### Texto proporcionado:
>>>
Estos días atrás, por causas administrativas, tuve que escribir un trabajillo sobre el mito de Orfeo (o más bien el de Eurídice). No tiene mayor interés, pero si no lo cuelgo aquí se evaporará entre los papeles.
El mito de Orfeo
es la parte central del hermoso epilio de Aristeo con el que Virgilio cierra
sus Geórgicas y que se extiende por
toda la segunda parte del libro cuarto. Sabido es que, en una primera versión,
esta segunda parte estaba consagrada a cantar las hazañas de Galo en Egipto.
Sin embargo, en 26 a. C., Galo cayó en desgracia ante Augusto, se suicidó y
Virgilio, por indicación de Augusto, que incluía la memoria en la desgracia,
tuvo que rehacer ese largo fragmento final por completo. Es posible, no
obstante, que aprovechase materiales de aquella primera versión, en tanto que
la leyenda de la que parte, la bugonia,
era de origen egipcio. Cuando Virgilio tuvo que rehacer todo el final, sabemos
que estaba trabajando en el libro VI de la Eneida,
algo que se percibe no solo por la manera de describir los dominios de Proteo y
los lagos del Averno, sino, sobre todo, porque cambia incluso el tono de los
versos, llenos de pedrería onomástica (de palabra pura, de música sin
significado) y unos exaltados ritmos espondaicos que acercan el fragmento a la
tragedia.
<<<
### Datos registrados:
>>>
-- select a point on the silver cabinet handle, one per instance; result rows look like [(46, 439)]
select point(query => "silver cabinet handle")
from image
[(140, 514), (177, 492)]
<<<
Enumera todos los nombres de personas y de personajes mitológicos que aparecen en el texto sobre el mito de Orfeo.

### Solución:
Orfeo, Eurídice, Aristeo, Virgilio, Galo, Augusto y Proteo.